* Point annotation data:

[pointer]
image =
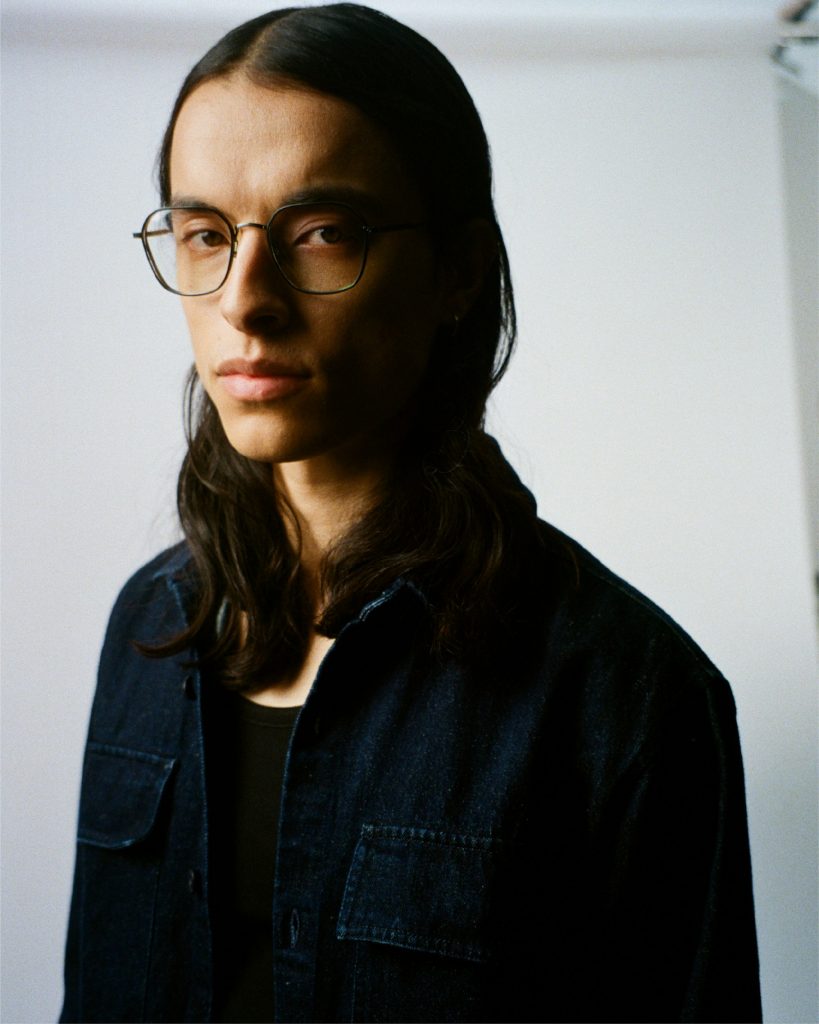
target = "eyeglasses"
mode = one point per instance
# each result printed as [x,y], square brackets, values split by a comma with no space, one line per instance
[320,248]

* GIVEN INSTRUCTION: Recast every line of the data above as a JSON list of strings, one string per line, with blank lines omitted. Leave the picture out of your answer.

* TASK OUTPUT:
[
  "[pointer]",
  "image =",
  "target = \"eyeglasses\"",
  "mode = one point per instance",
  "# each result printed as [x,y], square brackets, values split by a comma with no space, one line per instance",
  "[320,248]"
]